Document excerpt
>> BEGIN

07/18 U.S. Royalty Trusts

BPT, CRT, DOM, NGT, LRT, MARPS, MTR, TRU

HGT - Hugoton Royalty trust (gas)
DMLP - Dorchester Minerals
PBT - Permian basin trust
SBR - Sabine royalty trust
SJT - San Juan Basin royalty trust
WTE - Williams Coal Seam Gas Trust (gas)

07/16 Canadian Royalty Trusts

Companies

on the NYSE: ERF, AAV, BTE, HTE, PGH, PWE, PVX
index: XTR

Taxes

15% Canadian flat tax is withheld by your broker - which is recoverable at tax time, so yes you get it back when you file the correct tax form (IRS form 1116 - foreign tax credit). Up to $400 of foreign taxes withheld by countries that have tax-treaties with the U.S. are simple to report on a 1040. Larger amounts need 1116 filled out, it’s detailed, but not difficult with tax software.

15% US dividend tax.

Trusts held in IRA’s are treated differently.

Analysis

Generally you ignore “earning” for the trusts and look at free cash flow and dividend coverage from free cash flow. As trusts who will be taxed in 2011 they do not want to show a profit.
FYI, the trust are required to show their financial reports just as if the 2011 tax increase was currently in place; but they add back to cash flow the tax liability.

“Known Reserves” is key to understanding the energy trusts. It can be express in volume of know oil/gas in ground or by that number divided by expected production to give you “Years of Reserves”. Most often the years of reserves range from 8 to 13. But, they do bid on new leases and add to their “known reserves”. The point being, not just a dividend play, there is real potential for increase in stock price as the know reserve goes up in value along with energy prices.

04/10 Royalty Trusts

gas pipelines

Gas pipelines

Summary

Royalty trusts purchase the rights to royalties from the cash flow and sale of a natural resource company, generally oil or gas. They provide a higher than normal (stocks and bonds) yield. Popular ones are Canadian royalty trusts (canroys) and U.S. royalty trusts (usroys). Each have their advantages.

>> END

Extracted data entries

>> BEGIN

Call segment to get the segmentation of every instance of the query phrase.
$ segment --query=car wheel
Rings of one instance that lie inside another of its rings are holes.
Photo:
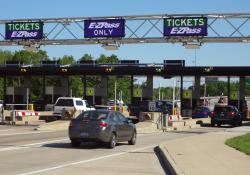
[[[108,143],[108,147],[110,149],[113,149],[115,146],[116,146],[116,135],[114,133],[112,133],[111,139],[110,139],[110,141]]]
[[[81,142],[78,140],[71,140],[71,146],[72,147],[79,147],[81,145]]]
[[[134,131],[132,138],[128,141],[129,145],[135,145],[136,144],[136,132]]]
[[[242,126],[242,120],[239,121],[239,126]]]
[[[211,121],[211,126],[212,126],[212,127],[214,127],[214,126],[215,126],[214,121]]]

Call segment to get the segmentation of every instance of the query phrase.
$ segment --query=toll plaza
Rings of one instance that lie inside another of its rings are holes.
[[[130,60],[131,61],[131,60]],[[132,61],[131,61],[132,62]],[[170,61],[171,62],[171,61]],[[53,63],[53,64],[52,64]],[[164,63],[158,64],[143,64],[135,60],[135,63],[119,63],[119,64],[87,64],[79,63],[74,65],[68,65],[64,67],[59,64],[45,66],[43,64],[38,66],[19,65],[14,67],[3,66],[0,70],[0,75],[4,78],[4,101],[5,103],[19,102],[25,103],[27,101],[28,93],[27,89],[31,88],[29,78],[32,76],[41,77],[44,80],[48,76],[61,77],[61,87],[46,86],[42,85],[43,99],[47,103],[53,103],[59,96],[70,96],[70,87],[68,84],[69,76],[81,76],[84,82],[87,81],[87,76],[100,76],[101,85],[99,88],[83,87],[84,97],[91,103],[95,104],[106,104],[107,103],[107,85],[109,76],[130,76],[131,77],[131,104],[138,104],[140,101],[152,100],[153,99],[153,77],[176,77],[179,76],[181,79],[181,111],[190,109],[192,110],[195,106],[199,105],[200,102],[200,77],[209,76],[224,76],[228,77],[228,103],[239,105],[239,109],[243,110],[245,105],[245,77],[250,76],[250,67],[190,67],[185,66],[183,60],[175,60],[175,63],[171,62],[168,64],[167,60]],[[48,62],[47,62],[48,64]],[[128,71],[129,70],[129,71]],[[146,87],[143,91],[134,87],[133,77],[134,76],[146,76]],[[183,89],[183,77],[193,76],[194,77],[194,89],[184,90]],[[240,87],[238,92],[230,91],[230,77],[240,77]],[[23,87],[6,87],[6,80],[12,77],[23,77]],[[167,79],[166,79],[167,81]],[[45,82],[45,81],[43,81]],[[86,85],[86,83],[85,83]],[[55,93],[53,93],[55,92]],[[142,93],[143,92],[143,93]],[[94,97],[94,98],[93,98]]]
[[[79,17],[79,18],[41,18],[0,20],[0,46],[23,46],[36,51],[47,45],[100,45],[107,50],[117,50],[123,44],[173,43],[185,48],[196,49],[206,43],[249,43],[249,33],[242,32],[249,23],[249,13],[227,14],[159,14],[137,16]],[[234,21],[238,21],[237,24]],[[133,23],[133,24],[132,24]],[[137,27],[134,27],[136,23]],[[149,28],[144,24],[149,23]],[[220,26],[232,29],[231,33],[220,30]],[[25,27],[23,27],[25,26]],[[105,28],[110,26],[112,31]],[[58,30],[58,28],[60,28]],[[76,27],[80,30],[76,32]],[[3,30],[5,28],[5,30]],[[143,32],[139,32],[143,31]],[[69,35],[61,35],[66,32]],[[153,78],[180,77],[181,111],[192,110],[200,103],[201,77],[227,77],[228,103],[238,104],[240,110],[245,106],[245,77],[250,67],[236,66],[187,66],[184,60],[163,60],[162,63],[139,63],[139,60],[122,60],[116,64],[100,64],[95,60],[80,61],[71,65],[60,65],[58,61],[42,60],[38,65],[8,62],[1,65],[0,76],[4,79],[4,103],[25,103],[29,101],[31,77],[43,79],[43,106],[54,103],[59,96],[70,96],[69,76],[81,76],[84,83],[84,97],[92,104],[107,102],[109,76],[131,77],[131,104],[153,98]],[[60,77],[60,87],[46,84],[48,77]],[[99,87],[87,87],[91,76],[101,77]],[[146,87],[134,87],[134,76],[146,76]],[[193,76],[194,88],[184,91],[183,78]],[[22,77],[22,86],[8,86],[7,81]],[[239,77],[239,92],[231,93],[230,78]]]

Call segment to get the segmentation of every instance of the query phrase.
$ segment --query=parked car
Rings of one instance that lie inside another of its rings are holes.
[[[175,108],[178,108],[177,102],[174,104]],[[157,111],[163,112],[169,115],[173,113],[173,101],[171,100],[158,100],[156,101]]]
[[[117,111],[86,111],[72,119],[69,125],[69,138],[73,147],[85,141],[103,142],[109,148],[123,141],[134,145],[136,135],[136,126]]]
[[[234,127],[241,126],[242,118],[242,113],[233,105],[215,105],[211,115],[211,125],[230,124]]]
[[[79,113],[88,110],[94,110],[90,107],[86,100],[76,97],[59,97],[54,105],[54,115],[61,116],[62,111],[67,112],[67,114],[72,117],[77,116]]]
[[[206,106],[198,106],[192,112],[192,118],[208,118],[211,116],[211,110]]]

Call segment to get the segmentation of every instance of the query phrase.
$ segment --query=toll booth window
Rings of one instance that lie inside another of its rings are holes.
[[[59,99],[55,106],[74,106],[73,99]]]
[[[76,100],[76,106],[83,106],[83,102],[81,100]]]

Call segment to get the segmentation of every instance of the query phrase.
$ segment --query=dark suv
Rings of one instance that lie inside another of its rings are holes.
[[[85,111],[72,119],[69,138],[73,147],[81,142],[94,141],[107,143],[114,148],[117,142],[136,143],[136,126],[120,112],[108,110]]]
[[[232,126],[242,125],[242,114],[232,105],[215,105],[211,115],[211,125],[221,126],[221,124],[230,124]]]

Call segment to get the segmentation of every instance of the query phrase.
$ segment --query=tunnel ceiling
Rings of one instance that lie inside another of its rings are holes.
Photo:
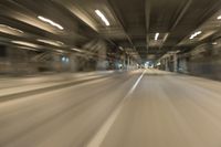
[[[126,52],[137,52],[143,60],[156,59],[171,50],[193,46],[194,43],[188,42],[191,33],[219,14],[220,8],[219,0],[3,0],[1,24],[25,33],[12,30],[1,36],[8,38],[8,42],[29,41],[40,48],[45,42],[39,39],[60,41],[65,44],[63,49],[103,38]],[[95,10],[104,13],[109,27]],[[64,30],[42,22],[40,15],[62,24]],[[157,41],[156,33],[159,33]]]

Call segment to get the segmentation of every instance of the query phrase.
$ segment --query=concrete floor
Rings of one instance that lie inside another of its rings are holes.
[[[0,103],[0,147],[220,147],[221,83],[147,70]]]

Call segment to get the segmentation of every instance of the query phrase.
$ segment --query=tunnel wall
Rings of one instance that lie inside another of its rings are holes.
[[[178,71],[196,76],[221,80],[221,46],[202,44],[179,57]]]

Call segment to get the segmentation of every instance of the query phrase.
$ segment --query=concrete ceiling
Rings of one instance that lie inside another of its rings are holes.
[[[214,38],[220,27],[214,32],[211,30],[219,23],[215,18],[221,14],[220,8],[220,0],[3,0],[0,1],[1,24],[24,33],[1,31],[1,36],[39,45],[45,44],[38,39],[60,41],[66,50],[93,38],[104,38],[148,60],[171,50],[194,46],[204,40],[189,42],[189,36],[199,29],[206,31],[204,38]],[[96,9],[107,18],[109,27],[96,15]],[[40,21],[39,15],[53,20],[64,30]]]

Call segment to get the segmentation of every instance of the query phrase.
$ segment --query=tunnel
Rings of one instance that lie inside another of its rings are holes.
[[[1,0],[0,147],[221,147],[221,0]]]

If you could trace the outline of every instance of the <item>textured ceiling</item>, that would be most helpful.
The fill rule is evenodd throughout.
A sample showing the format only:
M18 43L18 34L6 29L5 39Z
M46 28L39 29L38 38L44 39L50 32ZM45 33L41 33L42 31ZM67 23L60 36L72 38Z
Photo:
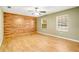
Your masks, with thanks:
M35 7L38 7L38 11L46 11L46 13L40 13L40 15L34 14ZM46 14L55 13L74 7L75 6L10 6L8 8L8 6L2 6L2 9L4 12L40 17Z

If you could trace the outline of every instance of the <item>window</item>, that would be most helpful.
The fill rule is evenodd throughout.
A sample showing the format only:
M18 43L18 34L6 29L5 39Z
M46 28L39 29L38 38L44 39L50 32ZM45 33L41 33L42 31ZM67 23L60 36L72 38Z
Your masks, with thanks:
M57 16L56 17L56 30L67 32L69 28L68 20L69 20L68 14Z
M41 25L42 25L42 29L46 29L47 28L47 20L41 19Z

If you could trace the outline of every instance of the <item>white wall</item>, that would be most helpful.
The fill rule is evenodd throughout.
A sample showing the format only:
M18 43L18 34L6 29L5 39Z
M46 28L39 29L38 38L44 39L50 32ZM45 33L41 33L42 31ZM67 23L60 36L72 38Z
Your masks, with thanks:
M70 18L68 32L60 32L56 30L56 16L64 14L68 14ZM47 29L45 30L41 28L41 19L47 20ZM55 36L61 36L65 38L79 40L79 7L49 14L38 18L37 31Z
M0 8L0 46L2 44L2 41L3 41L3 11L2 9Z

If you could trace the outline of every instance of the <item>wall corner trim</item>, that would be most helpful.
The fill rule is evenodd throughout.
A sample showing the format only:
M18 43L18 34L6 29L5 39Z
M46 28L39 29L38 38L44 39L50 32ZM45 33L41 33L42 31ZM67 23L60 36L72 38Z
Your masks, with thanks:
M43 34L43 35L48 35L48 36L53 36L53 37L57 37L57 38L62 38L62 39L65 39L65 40L69 40L69 41L73 41L73 42L78 42L78 40L75 40L75 39L71 39L71 38L66 38L66 37L62 37L62 36L57 36L57 35L52 35L52 34L48 34L48 33L43 33L43 32L38 32L37 33L40 33L40 34Z

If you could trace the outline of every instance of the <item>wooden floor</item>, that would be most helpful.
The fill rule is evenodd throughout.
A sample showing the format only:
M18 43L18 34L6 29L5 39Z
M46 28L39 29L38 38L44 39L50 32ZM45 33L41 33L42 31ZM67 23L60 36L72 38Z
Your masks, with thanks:
M49 52L49 51L79 51L79 43L42 34L30 34L15 37L6 44L3 42L0 51L5 52Z

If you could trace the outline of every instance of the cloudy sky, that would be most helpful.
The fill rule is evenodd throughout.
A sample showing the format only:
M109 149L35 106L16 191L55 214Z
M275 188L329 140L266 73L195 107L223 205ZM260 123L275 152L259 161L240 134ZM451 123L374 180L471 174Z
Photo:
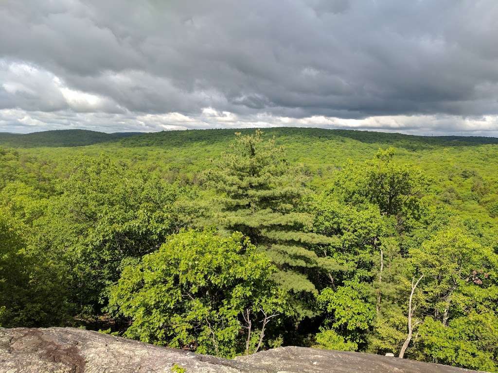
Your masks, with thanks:
M497 0L0 0L0 131L498 136Z

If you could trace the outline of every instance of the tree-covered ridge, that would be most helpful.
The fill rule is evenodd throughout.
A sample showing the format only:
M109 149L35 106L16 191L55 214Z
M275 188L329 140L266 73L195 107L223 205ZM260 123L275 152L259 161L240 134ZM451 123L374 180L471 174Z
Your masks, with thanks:
M84 146L136 134L133 132L105 133L84 129L55 130L27 134L0 132L0 145L13 148Z
M305 130L2 149L0 325L498 370L497 146Z

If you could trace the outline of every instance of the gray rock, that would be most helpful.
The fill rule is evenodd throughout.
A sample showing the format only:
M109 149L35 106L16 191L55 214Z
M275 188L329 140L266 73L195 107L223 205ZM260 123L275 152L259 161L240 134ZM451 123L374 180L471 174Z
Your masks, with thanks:
M233 360L72 328L0 328L0 373L449 373L464 369L360 353L281 347Z

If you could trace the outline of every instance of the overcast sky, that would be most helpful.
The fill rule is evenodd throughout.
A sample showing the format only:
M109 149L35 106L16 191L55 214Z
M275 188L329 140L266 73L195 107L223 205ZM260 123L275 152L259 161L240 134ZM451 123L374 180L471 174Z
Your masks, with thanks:
M1 0L0 131L498 136L497 0Z

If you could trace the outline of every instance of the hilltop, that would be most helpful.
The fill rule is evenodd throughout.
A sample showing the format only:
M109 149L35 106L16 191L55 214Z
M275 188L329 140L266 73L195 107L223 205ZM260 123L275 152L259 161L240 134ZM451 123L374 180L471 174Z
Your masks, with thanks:
M85 129L55 130L26 134L0 132L0 145L12 148L83 146L134 134L133 132L105 133Z
M194 143L223 144L231 141L235 132L249 133L253 131L253 128L234 128L162 131L148 133L105 133L83 129L56 130L27 134L0 132L0 146L15 148L73 147L118 140L122 146L125 147L171 147ZM303 143L316 141L344 143L353 141L366 145L392 146L410 150L498 144L497 138L482 136L423 136L370 131L285 127L263 128L263 131L268 136L275 136L282 143L289 141Z

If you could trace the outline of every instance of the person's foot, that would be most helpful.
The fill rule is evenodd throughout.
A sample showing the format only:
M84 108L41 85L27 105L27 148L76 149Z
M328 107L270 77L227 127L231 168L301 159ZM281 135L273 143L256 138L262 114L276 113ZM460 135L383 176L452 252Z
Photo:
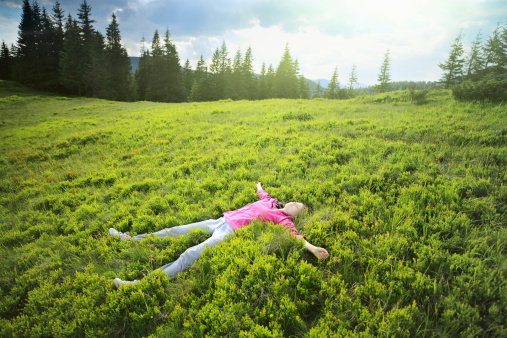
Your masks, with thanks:
M125 285L125 284L137 284L139 283L139 281L136 279L136 280L133 280L133 281L130 281L130 280L121 280L119 278L115 278L113 280L113 283L114 283L114 286L116 286L117 289L120 288L120 286L122 285Z
M119 232L115 228L109 228L109 234L111 236L120 236L120 239L128 241L130 239L130 236L126 233Z

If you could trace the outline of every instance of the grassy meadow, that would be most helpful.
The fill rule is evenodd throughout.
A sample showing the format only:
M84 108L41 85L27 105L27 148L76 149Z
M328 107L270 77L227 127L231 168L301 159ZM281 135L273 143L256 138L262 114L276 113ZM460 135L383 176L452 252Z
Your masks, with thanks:
M0 336L507 334L507 112L450 91L161 104L0 82ZM300 201L209 236L107 236ZM149 274L149 275L148 275ZM143 283L116 290L112 280Z

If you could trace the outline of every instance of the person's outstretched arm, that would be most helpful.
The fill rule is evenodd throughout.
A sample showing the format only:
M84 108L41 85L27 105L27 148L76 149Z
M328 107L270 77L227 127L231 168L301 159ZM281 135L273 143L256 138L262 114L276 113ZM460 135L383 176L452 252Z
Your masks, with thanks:
M329 252L327 252L326 249L319 248L318 246L315 246L310 242L307 242L306 240L305 240L305 249L314 254L315 257L317 257L318 259L326 259L329 257Z

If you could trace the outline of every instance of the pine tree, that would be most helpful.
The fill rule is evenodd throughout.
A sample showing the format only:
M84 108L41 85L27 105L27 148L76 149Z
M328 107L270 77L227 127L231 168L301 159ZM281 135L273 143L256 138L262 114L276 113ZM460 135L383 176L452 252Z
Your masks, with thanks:
M507 40L505 42L507 42ZM484 44L483 53L485 58L484 67L486 68L486 73L488 76L497 78L505 73L506 53L499 26L495 28L493 35L490 36Z
M273 81L275 96L287 99L298 98L299 86L297 76L298 65L297 62L292 61L289 44L287 44Z
M252 47L248 47L245 53L245 58L243 59L243 64L241 65L242 69L242 80L243 80L243 88L245 90L244 99L254 100L258 97L257 92L257 83L256 78L254 76L253 71L253 54Z
M94 31L91 40L91 64L84 76L87 88L86 95L104 97L106 80L106 39L98 31Z
M153 34L150 56L151 62L148 72L146 99L149 101L165 102L167 100L166 81L168 70L158 29Z
M170 40L169 29L166 30L164 37L164 68L166 71L167 93L165 102L183 101L183 76L181 73L180 58L176 46Z
M451 51L449 58L444 63L440 63L438 66L444 71L440 83L444 88L450 88L451 86L459 83L463 79L463 65L465 60L463 59L463 43L461 42L462 35L458 34L454 42L451 44Z
M275 69L273 68L272 64L269 64L268 72L266 73L266 91L267 91L266 98L268 98L268 99L275 97L275 94L274 94L275 76L276 76Z
M199 61L197 61L197 67L194 73L194 83L192 89L188 95L189 102L195 101L208 101L210 100L210 82L208 78L208 69L204 58L201 55Z
M243 56L241 50L238 49L234 60L232 62L232 73L231 73L231 99L239 100L246 97L246 88L243 81Z
M338 98L338 91L340 90L340 82L338 81L338 67L334 68L331 82L327 86L325 97L327 99L336 100Z
M102 91L101 71L102 50L99 48L104 46L104 37L95 32L91 19L91 6L86 0L78 9L78 23L80 27L80 37L82 40L82 54L79 58L80 69L84 69L82 77L82 95L98 96ZM102 40L102 41L101 41Z
M44 90L57 91L59 86L59 55L61 50L57 46L56 27L47 14L46 9L42 8L41 15L41 32L39 54L39 76L38 87Z
M385 93L391 90L391 58L389 57L389 49L384 54L384 61L380 66L380 73L378 75L379 84L376 90L379 93Z
M348 97L354 97L354 85L357 84L357 75L356 75L356 65L352 65L352 71L350 72L349 77L349 91L347 96Z
M81 30L69 14L65 24L65 41L60 58L60 83L71 94L84 95L84 75L88 71L82 61L84 54Z
M264 100L268 98L268 87L266 79L266 64L262 63L261 75L259 76L259 99Z
M349 89L353 89L354 85L357 84L356 65L352 65L352 71L349 77Z
M229 98L232 92L231 60L228 57L225 41L220 48L213 53L210 65L210 94L211 100L222 100Z
M135 83L136 83L136 99L140 101L147 100L147 90L148 90L148 76L151 69L151 56L150 51L146 49L146 39L144 35L141 39L141 58L139 59L139 64L137 65L136 73L135 73Z
M51 21L53 23L53 48L51 51L51 67L54 69L54 78L52 79L52 83L54 83L55 91L63 90L60 84L60 58L61 53L63 52L63 44L64 44L64 11L60 6L60 3L57 1L53 6L53 14L51 15Z
M183 84L185 87L184 98L188 100L188 95L190 94L190 90L192 89L192 83L194 82L194 74L192 73L192 68L190 67L190 61L187 59L185 61L185 65L183 66Z
M37 38L34 13L28 0L23 0L19 24L14 79L26 85L33 85L37 65Z
M317 88L315 89L315 93L313 94L313 98L322 98L322 86L320 85L320 80L317 83Z
M106 28L106 37L104 97L109 100L130 100L132 65L127 50L121 44L120 28L114 13L111 23Z
M482 56L481 33L477 33L472 43L470 52L465 58L465 70L467 80L477 80L484 69L484 58Z
M310 85L306 81L305 77L301 74L298 80L299 87L299 98L301 99L309 99L310 98Z
M13 58L9 47L5 41L2 41L2 48L0 49L0 80L12 79L12 65Z

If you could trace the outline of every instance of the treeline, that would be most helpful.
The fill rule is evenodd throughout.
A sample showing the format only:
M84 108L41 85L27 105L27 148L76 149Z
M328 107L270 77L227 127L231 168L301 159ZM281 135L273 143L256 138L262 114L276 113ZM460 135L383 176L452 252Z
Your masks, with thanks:
M440 87L438 82L432 81L393 81L390 83L390 91L398 90L435 90ZM364 93L373 95L378 93L378 86L368 86L366 88L355 89L356 95Z
M65 17L59 2L48 13L37 2L24 0L17 44L9 49L2 42L0 78L41 90L124 101L310 98L308 82L288 46L278 67L263 64L260 76L253 72L251 48L244 54L238 50L231 60L225 43L209 67L201 56L194 71L189 60L181 67L169 31L163 37L155 31L149 48L143 38L132 75L115 15L105 37L94 22L86 0L77 19Z
M340 86L335 68L327 88L318 84L311 90L288 45L278 67L263 63L260 75L253 72L251 48L244 54L238 50L231 59L225 42L215 50L209 66L201 55L195 70L188 59L181 67L169 30L163 37L155 31L150 46L143 37L139 65L132 74L116 16L112 14L106 36L93 27L94 22L86 0L78 9L77 18L65 16L59 2L48 13L37 2L24 0L17 44L9 48L2 42L0 79L41 90L123 101L345 99L356 95L355 65L346 86ZM389 88L388 53L379 75L378 91Z
M23 1L17 44L2 43L0 75L27 86L112 100L132 100L135 88L118 21L112 15L104 37L94 29L83 1L77 19L65 18L59 2L48 13Z
M440 84L458 100L507 101L507 27L497 25L485 42L479 32L465 52L463 34L450 45L448 59L439 64Z

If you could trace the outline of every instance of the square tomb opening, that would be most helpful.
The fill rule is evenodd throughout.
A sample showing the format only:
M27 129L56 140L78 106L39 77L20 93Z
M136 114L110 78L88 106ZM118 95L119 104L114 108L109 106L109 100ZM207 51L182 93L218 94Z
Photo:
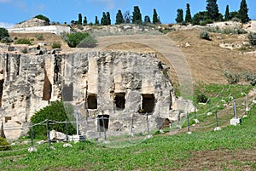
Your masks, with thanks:
M123 110L125 108L125 93L119 93L115 94L114 102L115 106L119 110Z
M96 94L89 94L87 97L88 109L97 109L97 97Z

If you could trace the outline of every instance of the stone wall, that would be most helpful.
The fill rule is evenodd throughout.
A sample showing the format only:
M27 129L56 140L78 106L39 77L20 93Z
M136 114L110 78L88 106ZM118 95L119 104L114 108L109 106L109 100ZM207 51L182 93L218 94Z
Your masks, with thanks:
M9 32L16 33L43 33L51 32L57 35L61 35L61 32L70 32L69 26L33 26L33 27L20 27L8 29Z
M14 28L25 28L25 27L34 27L34 26L49 26L49 23L44 20L38 18L32 18L26 21L17 24Z
M61 98L65 104L75 107L74 113L79 113L81 120L96 121L99 116L108 116L109 132L118 129L128 133L131 117L136 118L134 126L139 130L146 113L150 117L150 128L160 126L158 118L177 120L175 111L182 105L162 71L166 68L154 54L1 54L5 134L16 139L26 134L27 129L22 128L28 125L33 113L49 101ZM184 106L187 111L193 108ZM80 131L96 132L97 124L81 124Z

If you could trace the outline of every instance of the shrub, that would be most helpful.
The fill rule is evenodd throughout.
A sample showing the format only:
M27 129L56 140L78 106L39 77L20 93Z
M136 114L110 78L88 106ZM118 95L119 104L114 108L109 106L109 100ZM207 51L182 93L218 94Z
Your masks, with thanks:
M209 35L208 31L201 31L200 32L199 37L200 37L200 38L201 38L201 39L211 40L211 39L210 39L210 35Z
M202 93L199 93L196 94L196 101L198 103L207 103L208 100L208 97L202 94Z
M20 38L15 42L15 44L32 44L31 41L27 38Z
M28 53L26 48L23 48L23 49L21 50L21 52L22 52L23 54L27 54L27 53Z
M40 40L40 41L44 40L43 34L36 34L35 37L38 40Z
M47 23L49 23L49 19L46 16L44 16L43 14L38 14L34 18L40 19L45 20Z
M207 24L212 24L212 23L213 23L213 20L212 20L211 19L207 19L203 21L201 21L200 25L201 26L207 26Z
M232 71L224 71L224 76L230 84L236 84L240 80L240 74L235 73Z
M94 48L97 41L90 35L86 37L77 47L78 48Z
M61 47L61 43L60 42L54 42L51 45L52 48L60 48Z
M222 31L224 34L245 34L247 31L241 27L226 27Z
M64 108L63 103L61 101L51 102L49 105L37 111L32 117L31 122L33 124L39 123L45 119L49 119L52 121L68 121L74 120L73 116L73 108L72 105L67 105L67 108ZM65 123L60 124L49 124L49 130L55 129L55 131L66 133ZM72 124L68 124L68 134L73 134L76 133L74 127ZM30 131L28 132L30 135ZM45 138L47 136L47 129L45 125L37 125L33 128L33 137Z
M253 45L256 45L256 32L250 32L248 35L249 43Z
M10 151L12 147L6 139L0 137L0 151Z
M5 28L0 28L0 42L2 43L10 43L11 38Z
M62 38L67 43L71 48L75 48L79 44L82 40L89 36L87 32L76 32L76 33L64 33L61 35Z
M242 78L246 81L250 83L251 85L256 85L256 73L252 73L246 71L242 74Z

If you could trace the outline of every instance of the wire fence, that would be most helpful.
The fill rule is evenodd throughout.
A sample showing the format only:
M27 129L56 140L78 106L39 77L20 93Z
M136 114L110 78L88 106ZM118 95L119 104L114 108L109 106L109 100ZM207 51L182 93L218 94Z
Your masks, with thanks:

>> END

Tasks
- A) Which IRS form do the royalty trusts notes say to file to recover the Canadian withholding tax?
- B) Rename "stone wall" to "brick wall" in the part of the records that opens with the line containing "wall, that would be most helpful." and closes with the line containing "M61 98L65 104L75". Return only those lines.

Outputs
- A) IRS form 1116 (foreign tax credit).

- B)
If you could trace the outline of every instance of the brick wall, that would be most helpful.
The fill rule is evenodd throughout.
A sample showing the format only:
M27 129L56 140L78 106L39 77L20 93Z
M136 114L110 78L88 106ZM118 95L119 104L114 108L109 106L109 100ZM207 51L182 93L218 94Z
Your masks, with thanks:
M9 32L16 33L43 33L51 32L57 35L61 35L61 32L70 32L69 26L33 26L33 27L20 27L8 29Z
M14 28L25 28L25 27L34 27L34 26L49 26L49 23L44 20L38 18L32 18L26 21L17 24Z
M61 98L65 104L75 107L74 113L79 113L81 120L96 121L99 116L108 116L109 132L118 129L128 133L131 117L136 118L134 126L139 130L146 113L150 117L150 128L160 126L158 118L177 120L175 111L182 105L162 71L166 68L154 54L1 54L5 134L16 139L26 134L27 129L22 128L28 125L33 113L49 101ZM184 106L187 111L193 108ZM80 131L96 132L97 124L81 124Z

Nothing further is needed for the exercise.